## [WORK TO DO]
Pick out each line in the data below that contains the word "cluster" and copy those lines.

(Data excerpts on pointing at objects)
************

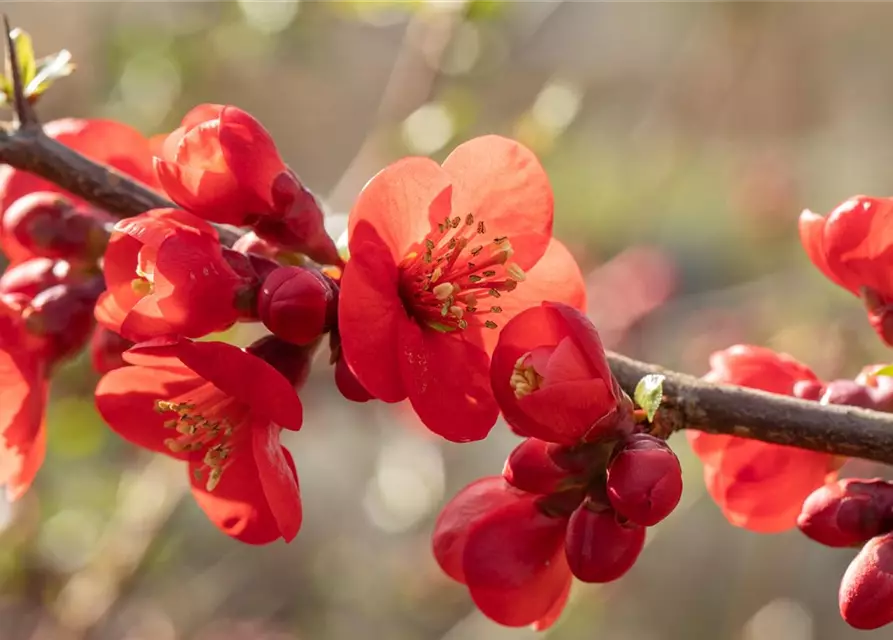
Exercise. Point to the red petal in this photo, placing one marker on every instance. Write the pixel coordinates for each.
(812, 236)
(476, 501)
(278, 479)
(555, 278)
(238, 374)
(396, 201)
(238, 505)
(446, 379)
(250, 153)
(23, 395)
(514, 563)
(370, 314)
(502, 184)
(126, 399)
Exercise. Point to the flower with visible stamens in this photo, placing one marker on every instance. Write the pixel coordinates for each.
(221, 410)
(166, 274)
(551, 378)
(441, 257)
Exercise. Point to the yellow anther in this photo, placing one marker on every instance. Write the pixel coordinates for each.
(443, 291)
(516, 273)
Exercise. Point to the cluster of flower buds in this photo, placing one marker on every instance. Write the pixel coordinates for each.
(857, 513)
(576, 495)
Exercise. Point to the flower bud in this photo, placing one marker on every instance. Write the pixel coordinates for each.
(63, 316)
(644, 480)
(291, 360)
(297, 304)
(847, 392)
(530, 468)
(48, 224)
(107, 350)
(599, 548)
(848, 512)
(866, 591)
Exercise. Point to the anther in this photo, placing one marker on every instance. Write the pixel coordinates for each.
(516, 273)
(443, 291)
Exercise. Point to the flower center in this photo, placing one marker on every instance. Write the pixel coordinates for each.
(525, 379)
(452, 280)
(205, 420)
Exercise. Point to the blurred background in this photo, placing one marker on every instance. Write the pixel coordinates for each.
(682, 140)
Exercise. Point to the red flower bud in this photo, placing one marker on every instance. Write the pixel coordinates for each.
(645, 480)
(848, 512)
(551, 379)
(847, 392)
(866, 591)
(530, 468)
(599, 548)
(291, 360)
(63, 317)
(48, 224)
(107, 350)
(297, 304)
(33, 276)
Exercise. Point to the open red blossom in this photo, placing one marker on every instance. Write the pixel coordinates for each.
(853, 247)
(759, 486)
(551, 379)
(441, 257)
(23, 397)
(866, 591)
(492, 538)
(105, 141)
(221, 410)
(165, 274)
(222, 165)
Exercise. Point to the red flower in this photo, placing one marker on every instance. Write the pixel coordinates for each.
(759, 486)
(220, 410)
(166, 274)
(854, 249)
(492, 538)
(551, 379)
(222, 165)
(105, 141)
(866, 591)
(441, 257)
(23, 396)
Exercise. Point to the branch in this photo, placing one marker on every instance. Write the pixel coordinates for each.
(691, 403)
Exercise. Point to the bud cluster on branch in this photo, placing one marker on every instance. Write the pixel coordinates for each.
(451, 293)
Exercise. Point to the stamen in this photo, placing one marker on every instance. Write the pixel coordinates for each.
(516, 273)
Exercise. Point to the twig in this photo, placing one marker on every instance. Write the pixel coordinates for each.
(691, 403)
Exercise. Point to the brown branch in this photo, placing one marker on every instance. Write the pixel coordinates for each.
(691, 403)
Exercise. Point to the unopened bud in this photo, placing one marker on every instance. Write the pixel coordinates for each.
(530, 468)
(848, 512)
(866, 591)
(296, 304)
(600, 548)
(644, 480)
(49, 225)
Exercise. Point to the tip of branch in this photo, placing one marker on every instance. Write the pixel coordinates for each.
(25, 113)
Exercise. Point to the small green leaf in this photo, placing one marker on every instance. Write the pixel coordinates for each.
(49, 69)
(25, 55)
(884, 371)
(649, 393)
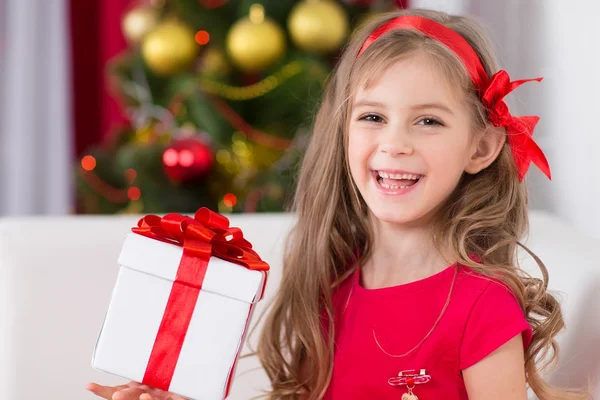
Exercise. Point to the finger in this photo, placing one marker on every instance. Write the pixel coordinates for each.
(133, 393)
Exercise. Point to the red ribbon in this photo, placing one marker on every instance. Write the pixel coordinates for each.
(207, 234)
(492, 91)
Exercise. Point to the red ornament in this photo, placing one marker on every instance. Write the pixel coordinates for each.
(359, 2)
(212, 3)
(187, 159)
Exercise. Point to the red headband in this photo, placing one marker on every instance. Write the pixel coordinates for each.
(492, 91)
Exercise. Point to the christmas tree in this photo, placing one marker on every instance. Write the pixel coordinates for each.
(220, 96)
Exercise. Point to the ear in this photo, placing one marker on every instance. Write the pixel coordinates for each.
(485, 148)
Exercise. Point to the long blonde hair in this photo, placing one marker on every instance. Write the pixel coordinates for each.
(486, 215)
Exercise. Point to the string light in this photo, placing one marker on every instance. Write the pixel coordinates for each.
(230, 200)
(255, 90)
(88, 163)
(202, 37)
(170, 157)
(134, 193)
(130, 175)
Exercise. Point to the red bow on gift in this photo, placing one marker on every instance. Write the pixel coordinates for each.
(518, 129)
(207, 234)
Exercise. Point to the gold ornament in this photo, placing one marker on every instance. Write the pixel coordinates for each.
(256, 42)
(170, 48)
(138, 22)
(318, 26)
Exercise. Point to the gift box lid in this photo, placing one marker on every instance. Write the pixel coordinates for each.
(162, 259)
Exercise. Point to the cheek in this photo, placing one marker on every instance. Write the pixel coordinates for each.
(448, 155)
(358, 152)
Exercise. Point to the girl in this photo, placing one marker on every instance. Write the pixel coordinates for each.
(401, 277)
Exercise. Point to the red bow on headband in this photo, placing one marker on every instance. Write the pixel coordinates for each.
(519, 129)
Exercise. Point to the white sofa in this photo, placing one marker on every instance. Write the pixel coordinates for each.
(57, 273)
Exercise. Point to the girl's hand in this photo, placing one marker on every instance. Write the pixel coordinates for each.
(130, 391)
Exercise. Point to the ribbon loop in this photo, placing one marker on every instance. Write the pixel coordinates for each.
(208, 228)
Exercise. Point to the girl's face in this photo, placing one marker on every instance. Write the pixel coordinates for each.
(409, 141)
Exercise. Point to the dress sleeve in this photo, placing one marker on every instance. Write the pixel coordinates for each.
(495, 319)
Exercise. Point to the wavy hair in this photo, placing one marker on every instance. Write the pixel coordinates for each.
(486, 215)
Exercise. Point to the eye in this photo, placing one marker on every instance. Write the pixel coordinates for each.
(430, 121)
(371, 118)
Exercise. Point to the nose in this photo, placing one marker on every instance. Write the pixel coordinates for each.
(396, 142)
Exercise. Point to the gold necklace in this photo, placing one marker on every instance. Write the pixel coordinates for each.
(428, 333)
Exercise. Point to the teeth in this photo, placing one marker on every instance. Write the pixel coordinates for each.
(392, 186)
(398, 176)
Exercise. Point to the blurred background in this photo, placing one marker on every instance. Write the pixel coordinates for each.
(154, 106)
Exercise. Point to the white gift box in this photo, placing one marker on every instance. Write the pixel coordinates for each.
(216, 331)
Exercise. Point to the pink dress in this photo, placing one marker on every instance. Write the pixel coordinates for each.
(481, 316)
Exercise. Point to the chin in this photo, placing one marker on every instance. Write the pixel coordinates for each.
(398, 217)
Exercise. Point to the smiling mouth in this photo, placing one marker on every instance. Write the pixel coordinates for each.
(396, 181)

************

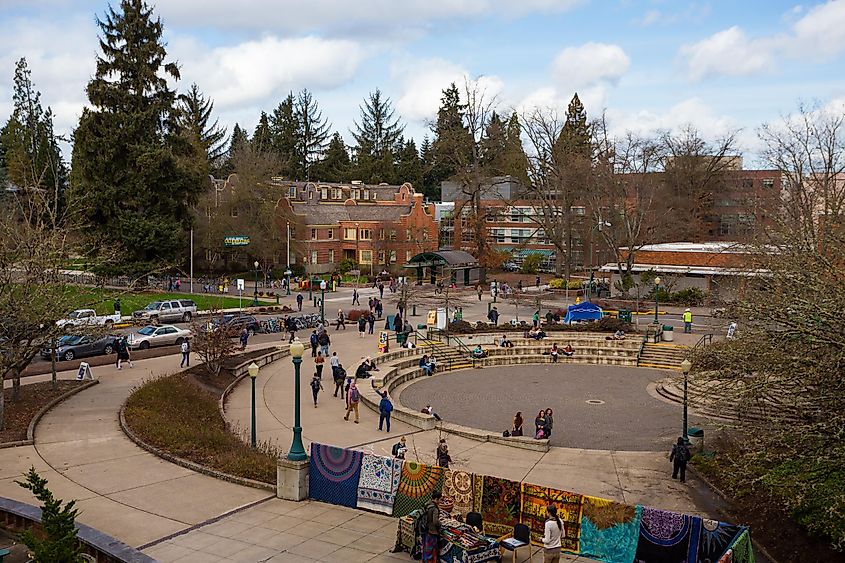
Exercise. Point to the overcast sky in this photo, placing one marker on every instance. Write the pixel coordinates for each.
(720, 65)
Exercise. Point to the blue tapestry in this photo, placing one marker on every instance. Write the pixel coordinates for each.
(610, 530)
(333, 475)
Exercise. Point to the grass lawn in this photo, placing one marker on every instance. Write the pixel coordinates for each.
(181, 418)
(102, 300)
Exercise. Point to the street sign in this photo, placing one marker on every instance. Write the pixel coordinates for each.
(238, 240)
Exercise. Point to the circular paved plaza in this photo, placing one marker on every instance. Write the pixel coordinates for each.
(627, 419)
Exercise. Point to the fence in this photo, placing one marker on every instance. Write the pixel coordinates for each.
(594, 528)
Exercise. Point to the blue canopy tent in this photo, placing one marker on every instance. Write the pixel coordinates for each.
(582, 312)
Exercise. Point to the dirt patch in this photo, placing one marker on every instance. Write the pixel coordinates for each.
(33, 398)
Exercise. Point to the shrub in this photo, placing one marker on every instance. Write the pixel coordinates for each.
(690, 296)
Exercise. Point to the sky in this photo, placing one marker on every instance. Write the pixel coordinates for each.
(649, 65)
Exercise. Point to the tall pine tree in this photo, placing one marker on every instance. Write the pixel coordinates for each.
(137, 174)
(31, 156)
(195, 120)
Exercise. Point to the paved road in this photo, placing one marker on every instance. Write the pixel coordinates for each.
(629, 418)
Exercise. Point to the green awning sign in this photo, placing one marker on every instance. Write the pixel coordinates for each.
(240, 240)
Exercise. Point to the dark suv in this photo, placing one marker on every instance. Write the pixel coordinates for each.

************

## [ANSWER]
Exercise. Point to the cluster of flower buds in this photo, placing one marker on every instance. Write the pixel coordinates for each.
Exercise. Point to the bud cluster on branch in this photo, placing one marker on every instance. Write the pixel coordinates for each.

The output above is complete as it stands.